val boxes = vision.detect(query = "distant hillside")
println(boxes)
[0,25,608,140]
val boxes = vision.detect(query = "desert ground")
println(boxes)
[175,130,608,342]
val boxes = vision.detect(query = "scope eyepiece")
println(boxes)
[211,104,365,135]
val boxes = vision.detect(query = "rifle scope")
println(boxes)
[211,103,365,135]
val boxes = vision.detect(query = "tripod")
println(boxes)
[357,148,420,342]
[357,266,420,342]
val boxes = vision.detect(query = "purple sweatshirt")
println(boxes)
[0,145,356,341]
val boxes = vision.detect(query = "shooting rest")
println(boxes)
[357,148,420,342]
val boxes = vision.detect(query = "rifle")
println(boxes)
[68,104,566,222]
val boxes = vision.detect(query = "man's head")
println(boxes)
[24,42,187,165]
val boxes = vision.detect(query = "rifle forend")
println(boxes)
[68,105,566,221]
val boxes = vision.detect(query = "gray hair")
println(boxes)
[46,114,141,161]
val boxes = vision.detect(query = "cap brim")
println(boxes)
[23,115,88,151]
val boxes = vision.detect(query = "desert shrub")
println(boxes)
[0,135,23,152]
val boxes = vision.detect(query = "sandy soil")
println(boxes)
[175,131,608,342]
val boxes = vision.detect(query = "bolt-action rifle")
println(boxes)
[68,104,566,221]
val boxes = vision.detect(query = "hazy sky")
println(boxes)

######

▸ Stated task:
Copy the entries verbatim, from the first line up to and including the line containing "[24,42,187,165]".

▸ Right answer:
val boxes = vision.detect(query = "distant hillside")
println(boxes)
[0,25,608,140]
val boxes = vision.detect(query = "desert ground")
println(boxes)
[175,130,608,342]
val boxes = vision.detect(query = "scope eyepiece")
println(boxes)
[211,104,365,135]
val boxes = vision.detect(query = "rifle scope")
println(boxes)
[211,103,365,135]
val boxes = vision.detect(query = "tripod")
println(boxes)
[357,148,420,342]
[357,266,420,342]
val boxes = vision.detect(query = "purple sweatshirt")
println(boxes)
[0,145,356,341]
val boxes = vision.detect(query = "shooting rest")
println(boxes)
[357,148,420,342]
val boxes = vision.detect(query = "rifle")
println(boxes)
[68,104,566,222]
val boxes = vision.detect(query = "man's head")
println(boxes)
[24,42,187,165]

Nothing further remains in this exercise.